For each statement below, say yes or no to whether the text on the delta method supports it, and quote the exact words of the text that decide it. (a) In the example, the sequence is asymptotically normal with mean 1 and variance 1. (b) The asker says the result directly gives the distribution of the squared estimator. (c) The answer states that an affine transformation of a multivariate normal random variable is uniform.

**Excerpted text:**

+===+

How to interpret the Delta Method? I'm reading through https://www.statlect.com/asymptotic-theory/delta-method it defined the Delta Method as:

The delta method is a method that allows us to derive, under
  appropriate conditions, the asymptotic distribution of
  $g(\hat{\theta}_n)$ from the asymptotic distribution of
  $\hat{\theta}$.

and one example says, in short:

A sequence of $\hat{\theta}_i$ is asymptotically normal with mean=1
  and variance=1. We want to derive the asymptotic distribution of the
  sequence $\hat{\theta}^2$

And the solution is:
$$\sqrt{n}(\hat{\theta}_n^2-1) \xrightarrow{D} N(0,4)$$


*

*How do I interpret this result? This doesn't tell me the distribution of $\hat{\theta}_n^2$, instead it tells me the distribution of a shifted and scaled version of it.

*The steps to arrive at the solution suggest the variance of $\hat{\theta}_n^2$ is 4, and they just plugged it into the $N(0,4)$ above. If this is true, how come the variance of $\hat{\theta}_n^2$ is the variance of $\sqrt{n}(\hat{\theta}_n^2-1)$ ?   

 A: Some intuition behind the delta method:
The Delta method can be seen as combining two ideas:

*

*Continuous, differentiable functions can be approximated locally by an affine transformation.

*An affine transformation of a multivariate normal random variable is multivariate normal.

+===+

**Record excerpts:**
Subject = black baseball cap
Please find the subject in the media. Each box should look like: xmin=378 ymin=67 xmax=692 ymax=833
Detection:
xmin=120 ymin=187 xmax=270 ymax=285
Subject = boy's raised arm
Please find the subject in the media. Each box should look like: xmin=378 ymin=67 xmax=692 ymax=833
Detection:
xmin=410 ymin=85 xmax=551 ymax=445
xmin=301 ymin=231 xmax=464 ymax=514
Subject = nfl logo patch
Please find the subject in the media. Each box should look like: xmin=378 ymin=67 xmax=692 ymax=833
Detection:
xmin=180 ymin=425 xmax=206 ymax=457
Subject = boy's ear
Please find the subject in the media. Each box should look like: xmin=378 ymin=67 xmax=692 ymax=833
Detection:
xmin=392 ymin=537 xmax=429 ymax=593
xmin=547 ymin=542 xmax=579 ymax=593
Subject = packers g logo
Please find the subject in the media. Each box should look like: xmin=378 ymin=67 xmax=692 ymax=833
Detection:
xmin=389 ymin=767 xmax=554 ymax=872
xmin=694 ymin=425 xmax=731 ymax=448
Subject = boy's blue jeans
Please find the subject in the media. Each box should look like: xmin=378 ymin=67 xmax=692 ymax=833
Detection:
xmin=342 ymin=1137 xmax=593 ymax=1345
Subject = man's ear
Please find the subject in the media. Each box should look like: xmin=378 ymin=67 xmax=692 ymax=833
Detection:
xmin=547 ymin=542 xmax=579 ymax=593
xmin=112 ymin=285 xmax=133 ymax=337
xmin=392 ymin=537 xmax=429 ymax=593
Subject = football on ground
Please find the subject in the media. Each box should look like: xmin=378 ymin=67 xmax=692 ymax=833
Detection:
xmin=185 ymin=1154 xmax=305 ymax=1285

+===+

**Solution:**
(a) Yes: "asymptotically normal with mean=1 and variance=1"
(b) No: "instead it tells me the distribution of a shifted and scaled version of it"
(c) No: "An affine transformation of a multivariate normal random variable is multivariate normal."